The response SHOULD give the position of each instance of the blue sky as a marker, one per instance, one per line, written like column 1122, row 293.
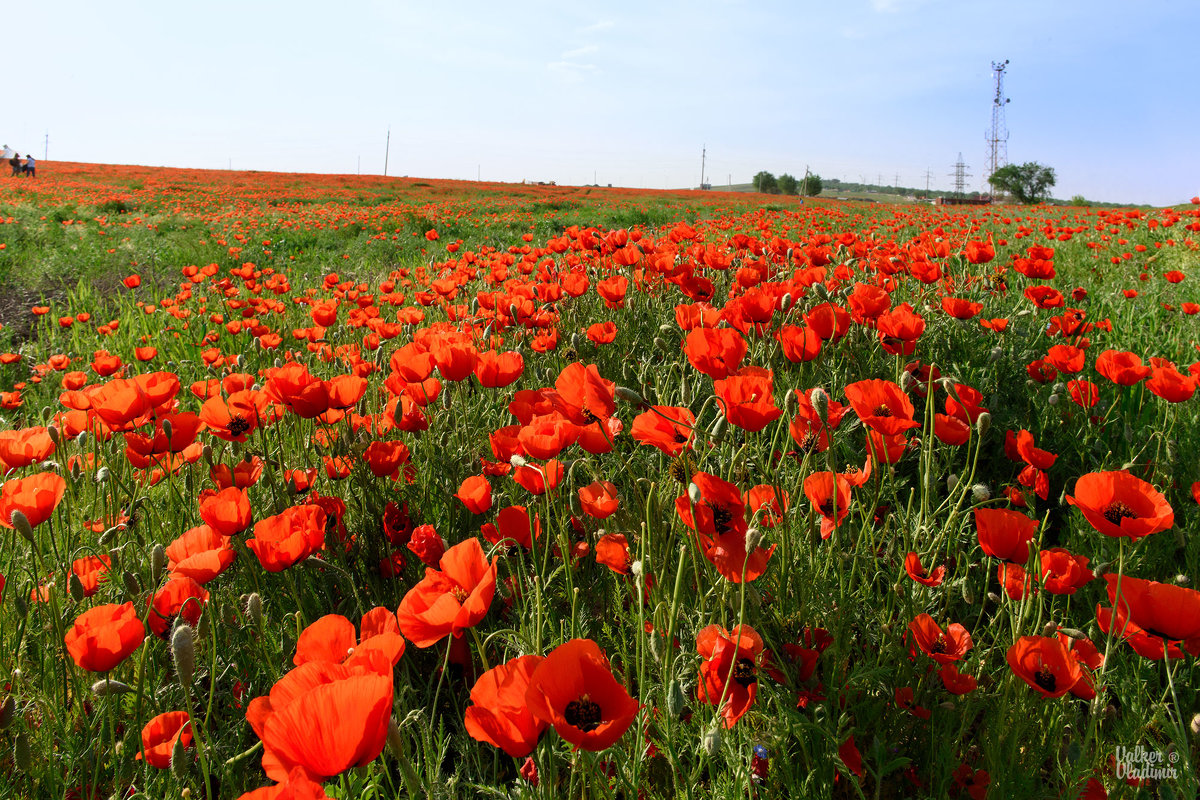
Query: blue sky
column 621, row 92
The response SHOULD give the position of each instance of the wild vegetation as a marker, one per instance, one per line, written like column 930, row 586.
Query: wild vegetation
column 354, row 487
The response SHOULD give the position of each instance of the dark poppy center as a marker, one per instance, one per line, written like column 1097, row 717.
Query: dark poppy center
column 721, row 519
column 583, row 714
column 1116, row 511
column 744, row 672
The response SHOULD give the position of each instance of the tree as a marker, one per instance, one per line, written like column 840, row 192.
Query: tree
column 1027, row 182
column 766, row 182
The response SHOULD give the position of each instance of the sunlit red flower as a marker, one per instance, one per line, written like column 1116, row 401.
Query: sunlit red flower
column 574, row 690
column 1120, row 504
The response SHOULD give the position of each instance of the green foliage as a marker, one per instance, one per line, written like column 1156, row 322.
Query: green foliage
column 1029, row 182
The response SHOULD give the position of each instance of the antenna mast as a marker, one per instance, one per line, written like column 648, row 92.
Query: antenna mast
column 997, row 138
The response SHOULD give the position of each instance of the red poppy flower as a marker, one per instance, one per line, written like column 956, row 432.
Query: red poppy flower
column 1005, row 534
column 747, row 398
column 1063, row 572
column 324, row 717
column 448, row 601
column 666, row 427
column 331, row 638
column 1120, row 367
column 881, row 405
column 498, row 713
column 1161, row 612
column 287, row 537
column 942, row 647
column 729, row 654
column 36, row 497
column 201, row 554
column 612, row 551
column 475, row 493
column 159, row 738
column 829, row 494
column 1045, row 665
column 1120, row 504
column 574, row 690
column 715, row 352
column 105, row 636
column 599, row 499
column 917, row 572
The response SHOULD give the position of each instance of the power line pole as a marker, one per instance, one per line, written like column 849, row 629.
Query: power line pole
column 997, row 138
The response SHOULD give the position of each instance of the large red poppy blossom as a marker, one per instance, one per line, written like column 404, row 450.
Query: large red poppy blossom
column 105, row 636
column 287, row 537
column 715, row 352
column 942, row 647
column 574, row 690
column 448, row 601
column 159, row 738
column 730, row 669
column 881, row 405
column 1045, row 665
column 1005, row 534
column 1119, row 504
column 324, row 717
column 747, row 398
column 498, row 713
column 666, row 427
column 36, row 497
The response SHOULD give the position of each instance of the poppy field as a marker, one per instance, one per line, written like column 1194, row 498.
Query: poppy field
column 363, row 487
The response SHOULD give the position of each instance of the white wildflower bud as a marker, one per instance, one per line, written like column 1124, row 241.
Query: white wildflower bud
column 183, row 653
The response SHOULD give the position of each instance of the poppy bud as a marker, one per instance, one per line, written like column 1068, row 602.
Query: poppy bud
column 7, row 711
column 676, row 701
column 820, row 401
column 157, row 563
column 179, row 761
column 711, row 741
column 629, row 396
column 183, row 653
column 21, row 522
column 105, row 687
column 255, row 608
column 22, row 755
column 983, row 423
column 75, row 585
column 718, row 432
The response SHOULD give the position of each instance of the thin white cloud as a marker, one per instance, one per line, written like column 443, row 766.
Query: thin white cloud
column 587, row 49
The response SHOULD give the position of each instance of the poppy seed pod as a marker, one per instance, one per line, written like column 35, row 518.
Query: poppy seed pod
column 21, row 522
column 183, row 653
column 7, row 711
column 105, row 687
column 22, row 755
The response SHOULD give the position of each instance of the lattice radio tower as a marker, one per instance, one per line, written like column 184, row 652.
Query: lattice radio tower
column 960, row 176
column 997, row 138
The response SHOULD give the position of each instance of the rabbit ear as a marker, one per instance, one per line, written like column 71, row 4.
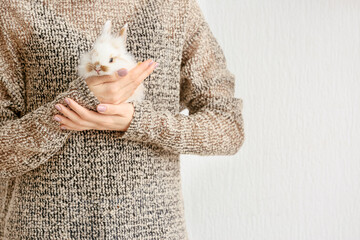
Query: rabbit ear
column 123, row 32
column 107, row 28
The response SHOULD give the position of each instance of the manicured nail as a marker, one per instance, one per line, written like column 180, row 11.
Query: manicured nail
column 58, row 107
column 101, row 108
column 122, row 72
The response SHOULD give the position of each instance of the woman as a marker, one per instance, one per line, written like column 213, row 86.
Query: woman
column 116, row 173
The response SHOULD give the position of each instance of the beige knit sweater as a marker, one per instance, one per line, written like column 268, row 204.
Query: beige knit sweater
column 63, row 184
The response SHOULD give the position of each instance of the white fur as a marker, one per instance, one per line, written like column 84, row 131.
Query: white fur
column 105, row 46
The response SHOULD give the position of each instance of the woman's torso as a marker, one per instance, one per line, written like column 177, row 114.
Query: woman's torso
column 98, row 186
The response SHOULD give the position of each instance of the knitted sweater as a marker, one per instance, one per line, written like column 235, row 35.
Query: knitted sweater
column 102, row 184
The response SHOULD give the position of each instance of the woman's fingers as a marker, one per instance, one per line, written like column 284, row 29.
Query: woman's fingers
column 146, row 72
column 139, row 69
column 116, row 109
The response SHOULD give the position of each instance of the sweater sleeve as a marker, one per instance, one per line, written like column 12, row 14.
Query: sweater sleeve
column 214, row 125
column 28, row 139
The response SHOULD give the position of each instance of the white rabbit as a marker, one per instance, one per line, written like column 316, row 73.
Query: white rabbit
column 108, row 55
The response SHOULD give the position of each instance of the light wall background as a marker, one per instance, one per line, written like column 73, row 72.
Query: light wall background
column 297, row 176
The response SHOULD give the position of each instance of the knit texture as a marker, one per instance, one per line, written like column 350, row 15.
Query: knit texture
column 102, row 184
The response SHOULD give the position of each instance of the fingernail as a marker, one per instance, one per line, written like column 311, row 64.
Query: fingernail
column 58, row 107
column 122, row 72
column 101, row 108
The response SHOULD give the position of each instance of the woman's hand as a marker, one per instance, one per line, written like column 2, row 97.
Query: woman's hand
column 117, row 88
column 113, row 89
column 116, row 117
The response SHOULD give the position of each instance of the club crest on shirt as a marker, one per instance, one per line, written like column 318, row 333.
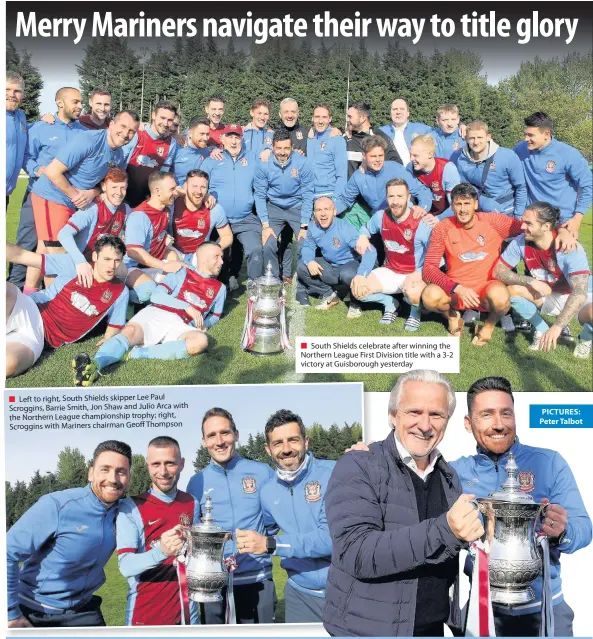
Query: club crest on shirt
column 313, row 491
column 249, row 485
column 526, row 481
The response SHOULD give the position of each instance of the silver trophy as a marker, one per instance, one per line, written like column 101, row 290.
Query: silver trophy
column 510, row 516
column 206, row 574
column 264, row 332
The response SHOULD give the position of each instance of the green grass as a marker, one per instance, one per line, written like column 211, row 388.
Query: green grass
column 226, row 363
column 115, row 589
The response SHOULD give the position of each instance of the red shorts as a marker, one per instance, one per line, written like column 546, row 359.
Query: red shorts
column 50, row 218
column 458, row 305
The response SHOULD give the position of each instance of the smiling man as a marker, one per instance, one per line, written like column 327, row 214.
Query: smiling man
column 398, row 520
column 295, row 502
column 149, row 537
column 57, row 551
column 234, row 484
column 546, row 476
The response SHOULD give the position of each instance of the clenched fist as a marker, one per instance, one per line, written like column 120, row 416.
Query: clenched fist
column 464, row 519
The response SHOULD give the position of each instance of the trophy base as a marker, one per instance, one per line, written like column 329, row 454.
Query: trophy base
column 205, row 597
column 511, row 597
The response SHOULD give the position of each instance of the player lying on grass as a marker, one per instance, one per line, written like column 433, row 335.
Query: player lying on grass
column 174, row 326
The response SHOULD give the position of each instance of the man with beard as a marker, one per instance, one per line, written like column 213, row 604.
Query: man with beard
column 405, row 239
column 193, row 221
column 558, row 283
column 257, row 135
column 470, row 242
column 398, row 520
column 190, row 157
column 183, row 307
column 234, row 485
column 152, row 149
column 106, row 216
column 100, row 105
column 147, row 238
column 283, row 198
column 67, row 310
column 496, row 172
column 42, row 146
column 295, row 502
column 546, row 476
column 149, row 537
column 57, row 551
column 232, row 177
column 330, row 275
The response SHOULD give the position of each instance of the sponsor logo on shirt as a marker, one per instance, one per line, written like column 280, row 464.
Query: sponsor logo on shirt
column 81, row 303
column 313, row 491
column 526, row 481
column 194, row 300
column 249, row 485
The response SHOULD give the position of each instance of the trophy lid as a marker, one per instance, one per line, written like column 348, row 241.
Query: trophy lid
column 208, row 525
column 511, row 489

○ ○ ○ ○ ○ ○ ○

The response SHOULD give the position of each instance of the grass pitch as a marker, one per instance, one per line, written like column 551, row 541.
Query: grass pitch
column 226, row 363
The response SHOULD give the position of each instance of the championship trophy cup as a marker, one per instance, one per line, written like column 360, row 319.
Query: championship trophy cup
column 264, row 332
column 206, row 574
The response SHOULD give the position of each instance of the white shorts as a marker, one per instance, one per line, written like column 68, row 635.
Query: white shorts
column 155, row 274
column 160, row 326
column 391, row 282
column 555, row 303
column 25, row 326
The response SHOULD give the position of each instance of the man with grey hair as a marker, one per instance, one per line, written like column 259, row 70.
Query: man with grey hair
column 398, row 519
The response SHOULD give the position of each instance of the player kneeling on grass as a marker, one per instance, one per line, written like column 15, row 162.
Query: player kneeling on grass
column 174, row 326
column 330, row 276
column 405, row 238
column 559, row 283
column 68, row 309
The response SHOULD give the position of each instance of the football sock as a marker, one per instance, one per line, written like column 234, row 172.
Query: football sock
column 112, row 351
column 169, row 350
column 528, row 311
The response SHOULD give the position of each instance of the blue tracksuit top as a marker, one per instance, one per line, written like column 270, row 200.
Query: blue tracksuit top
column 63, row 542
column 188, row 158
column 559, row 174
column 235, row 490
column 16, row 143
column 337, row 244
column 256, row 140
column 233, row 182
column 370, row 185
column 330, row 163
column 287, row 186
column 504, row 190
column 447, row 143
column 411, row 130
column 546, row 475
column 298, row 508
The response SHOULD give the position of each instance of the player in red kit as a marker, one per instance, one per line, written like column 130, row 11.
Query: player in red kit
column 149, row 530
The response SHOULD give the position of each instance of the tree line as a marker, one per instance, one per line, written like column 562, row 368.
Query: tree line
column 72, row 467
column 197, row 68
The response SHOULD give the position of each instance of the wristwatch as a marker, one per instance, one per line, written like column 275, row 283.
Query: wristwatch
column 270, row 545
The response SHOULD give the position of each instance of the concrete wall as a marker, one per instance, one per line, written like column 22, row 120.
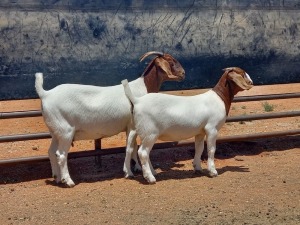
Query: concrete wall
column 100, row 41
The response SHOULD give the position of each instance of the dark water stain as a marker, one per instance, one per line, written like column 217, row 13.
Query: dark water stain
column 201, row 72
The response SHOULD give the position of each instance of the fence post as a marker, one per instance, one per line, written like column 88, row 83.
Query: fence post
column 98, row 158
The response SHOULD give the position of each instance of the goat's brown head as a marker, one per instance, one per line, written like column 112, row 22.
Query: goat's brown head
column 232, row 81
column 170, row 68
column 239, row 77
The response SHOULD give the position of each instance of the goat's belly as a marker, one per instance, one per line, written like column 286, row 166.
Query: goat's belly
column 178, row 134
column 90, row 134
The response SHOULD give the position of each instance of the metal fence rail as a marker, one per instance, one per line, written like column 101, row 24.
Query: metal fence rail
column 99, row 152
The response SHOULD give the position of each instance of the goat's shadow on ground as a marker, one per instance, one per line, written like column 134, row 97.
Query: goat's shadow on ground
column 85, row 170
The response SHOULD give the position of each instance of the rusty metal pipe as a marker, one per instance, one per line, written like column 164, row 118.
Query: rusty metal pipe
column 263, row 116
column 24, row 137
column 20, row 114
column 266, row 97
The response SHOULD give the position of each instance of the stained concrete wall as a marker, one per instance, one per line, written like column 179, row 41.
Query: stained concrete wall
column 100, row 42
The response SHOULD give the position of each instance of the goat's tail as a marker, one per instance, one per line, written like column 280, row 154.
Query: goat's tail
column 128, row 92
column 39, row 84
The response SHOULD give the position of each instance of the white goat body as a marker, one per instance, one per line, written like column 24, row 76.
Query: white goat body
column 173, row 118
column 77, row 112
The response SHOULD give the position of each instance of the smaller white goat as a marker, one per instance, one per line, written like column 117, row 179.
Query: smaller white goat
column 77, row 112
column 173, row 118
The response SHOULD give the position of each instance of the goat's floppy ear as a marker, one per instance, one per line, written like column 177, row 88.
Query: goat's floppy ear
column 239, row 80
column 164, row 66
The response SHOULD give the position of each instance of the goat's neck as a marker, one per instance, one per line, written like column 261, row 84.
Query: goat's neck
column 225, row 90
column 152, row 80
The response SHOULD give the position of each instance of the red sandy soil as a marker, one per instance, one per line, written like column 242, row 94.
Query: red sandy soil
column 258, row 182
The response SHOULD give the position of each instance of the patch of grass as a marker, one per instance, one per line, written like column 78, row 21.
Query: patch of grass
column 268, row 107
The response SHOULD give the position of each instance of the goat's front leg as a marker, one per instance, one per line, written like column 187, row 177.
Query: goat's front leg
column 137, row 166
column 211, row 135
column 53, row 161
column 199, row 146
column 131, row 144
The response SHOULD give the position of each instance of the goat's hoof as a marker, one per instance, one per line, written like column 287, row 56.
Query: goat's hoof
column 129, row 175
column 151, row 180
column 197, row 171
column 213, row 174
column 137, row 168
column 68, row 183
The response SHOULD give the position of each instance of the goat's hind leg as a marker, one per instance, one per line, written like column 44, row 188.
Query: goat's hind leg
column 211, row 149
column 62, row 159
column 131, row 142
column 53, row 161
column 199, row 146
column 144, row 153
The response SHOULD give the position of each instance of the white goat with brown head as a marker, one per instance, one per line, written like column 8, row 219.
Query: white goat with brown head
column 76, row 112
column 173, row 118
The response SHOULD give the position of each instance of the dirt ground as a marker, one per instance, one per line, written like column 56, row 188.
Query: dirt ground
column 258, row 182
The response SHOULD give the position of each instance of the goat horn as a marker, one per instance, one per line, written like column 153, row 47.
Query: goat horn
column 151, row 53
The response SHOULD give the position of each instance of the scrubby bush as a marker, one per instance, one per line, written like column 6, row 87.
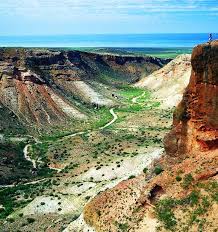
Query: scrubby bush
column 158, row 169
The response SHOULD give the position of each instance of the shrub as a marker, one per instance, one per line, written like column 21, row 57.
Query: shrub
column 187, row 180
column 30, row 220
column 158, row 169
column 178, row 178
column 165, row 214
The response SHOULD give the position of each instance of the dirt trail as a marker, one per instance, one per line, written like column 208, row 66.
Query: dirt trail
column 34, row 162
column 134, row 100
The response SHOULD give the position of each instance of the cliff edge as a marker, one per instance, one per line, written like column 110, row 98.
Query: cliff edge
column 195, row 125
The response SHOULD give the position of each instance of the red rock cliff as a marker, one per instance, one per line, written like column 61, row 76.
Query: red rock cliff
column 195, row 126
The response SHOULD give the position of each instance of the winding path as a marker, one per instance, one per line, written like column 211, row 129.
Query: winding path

○ ○ ○ ○ ○ ○ ○

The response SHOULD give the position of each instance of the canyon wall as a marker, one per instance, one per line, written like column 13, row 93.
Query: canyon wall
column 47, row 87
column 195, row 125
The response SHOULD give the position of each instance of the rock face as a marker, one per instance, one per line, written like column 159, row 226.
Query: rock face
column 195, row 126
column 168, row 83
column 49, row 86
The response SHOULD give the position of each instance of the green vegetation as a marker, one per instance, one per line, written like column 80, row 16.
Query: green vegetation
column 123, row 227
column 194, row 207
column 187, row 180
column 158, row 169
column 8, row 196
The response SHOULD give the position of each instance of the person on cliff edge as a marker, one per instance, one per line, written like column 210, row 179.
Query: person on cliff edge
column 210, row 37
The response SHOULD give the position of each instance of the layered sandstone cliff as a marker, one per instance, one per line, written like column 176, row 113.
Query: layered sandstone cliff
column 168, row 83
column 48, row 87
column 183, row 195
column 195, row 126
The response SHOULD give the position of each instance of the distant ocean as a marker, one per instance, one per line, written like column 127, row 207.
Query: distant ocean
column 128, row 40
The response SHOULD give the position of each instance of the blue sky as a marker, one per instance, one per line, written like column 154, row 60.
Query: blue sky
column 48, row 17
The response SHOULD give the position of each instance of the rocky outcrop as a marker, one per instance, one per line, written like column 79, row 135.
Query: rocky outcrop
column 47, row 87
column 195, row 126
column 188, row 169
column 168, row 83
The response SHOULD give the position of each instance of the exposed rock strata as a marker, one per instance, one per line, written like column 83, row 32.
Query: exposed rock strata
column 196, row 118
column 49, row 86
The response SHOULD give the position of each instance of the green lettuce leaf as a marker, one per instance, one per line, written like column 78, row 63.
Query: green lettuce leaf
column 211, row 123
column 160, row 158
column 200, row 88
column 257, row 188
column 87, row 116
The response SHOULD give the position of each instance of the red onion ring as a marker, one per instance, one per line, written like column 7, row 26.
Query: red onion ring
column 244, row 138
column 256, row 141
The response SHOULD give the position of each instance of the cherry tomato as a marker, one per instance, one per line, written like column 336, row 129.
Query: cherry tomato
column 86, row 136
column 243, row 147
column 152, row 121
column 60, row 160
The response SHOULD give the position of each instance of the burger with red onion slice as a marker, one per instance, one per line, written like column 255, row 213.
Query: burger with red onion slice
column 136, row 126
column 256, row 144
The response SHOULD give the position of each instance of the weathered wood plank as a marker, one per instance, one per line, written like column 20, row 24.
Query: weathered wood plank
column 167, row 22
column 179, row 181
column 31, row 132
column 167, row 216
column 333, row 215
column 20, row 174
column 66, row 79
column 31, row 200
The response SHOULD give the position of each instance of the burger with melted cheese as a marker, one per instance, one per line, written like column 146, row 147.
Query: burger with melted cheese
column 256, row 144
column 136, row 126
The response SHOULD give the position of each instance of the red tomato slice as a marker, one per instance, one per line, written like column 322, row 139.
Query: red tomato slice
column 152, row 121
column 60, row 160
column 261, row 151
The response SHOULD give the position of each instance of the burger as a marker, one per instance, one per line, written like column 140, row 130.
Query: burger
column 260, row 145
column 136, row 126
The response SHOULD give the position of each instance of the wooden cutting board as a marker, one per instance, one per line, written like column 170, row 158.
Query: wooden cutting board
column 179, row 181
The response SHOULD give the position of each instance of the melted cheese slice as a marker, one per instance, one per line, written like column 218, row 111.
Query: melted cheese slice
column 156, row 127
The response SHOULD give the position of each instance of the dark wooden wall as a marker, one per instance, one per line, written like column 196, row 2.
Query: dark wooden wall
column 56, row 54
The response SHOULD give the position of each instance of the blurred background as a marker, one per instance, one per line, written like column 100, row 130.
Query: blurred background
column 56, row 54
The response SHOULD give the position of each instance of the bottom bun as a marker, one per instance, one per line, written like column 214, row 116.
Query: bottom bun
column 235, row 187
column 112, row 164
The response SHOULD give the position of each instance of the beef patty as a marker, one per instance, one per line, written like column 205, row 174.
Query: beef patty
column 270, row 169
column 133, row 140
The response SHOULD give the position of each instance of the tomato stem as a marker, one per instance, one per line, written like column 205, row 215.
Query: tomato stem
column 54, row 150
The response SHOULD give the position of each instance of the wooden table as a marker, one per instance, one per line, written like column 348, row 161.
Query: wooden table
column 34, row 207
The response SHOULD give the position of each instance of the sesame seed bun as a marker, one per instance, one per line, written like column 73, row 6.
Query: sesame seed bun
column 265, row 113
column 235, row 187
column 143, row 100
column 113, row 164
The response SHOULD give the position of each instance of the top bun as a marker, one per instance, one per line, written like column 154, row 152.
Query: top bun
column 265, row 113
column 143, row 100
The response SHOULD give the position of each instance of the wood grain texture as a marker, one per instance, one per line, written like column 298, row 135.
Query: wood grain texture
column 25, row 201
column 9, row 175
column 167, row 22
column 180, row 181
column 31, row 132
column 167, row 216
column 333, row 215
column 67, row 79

○ ○ ○ ○ ○ ○ ○

Write out the listing above verbatim, from the line containing "1122, row 293." through the line containing "column 766, row 182", both lines included. Leave the pictures out of your answer.

▶ RESPONSE
The response SHOULD give the position of each instance of the blue sky as a marker, one per instance, one per line, written like column 1122, row 293.
Query: blue sky
column 621, row 92
The response SHOULD give the position of each instance of the wild vegetation as a marker, one per instance, one per line, written like column 930, row 586.
Query: wild vegetation
column 354, row 487
The response SHOULD give the position of each instance of the dark poppy center as a marker, one per instance, one per line, written like column 1097, row 717.
Query: dark poppy center
column 721, row 519
column 583, row 714
column 1116, row 511
column 744, row 672
The response SHOULD give the position of each instance of the tree as a marker, one per instance, one per line, written like column 840, row 192.
Query: tree
column 1027, row 182
column 766, row 182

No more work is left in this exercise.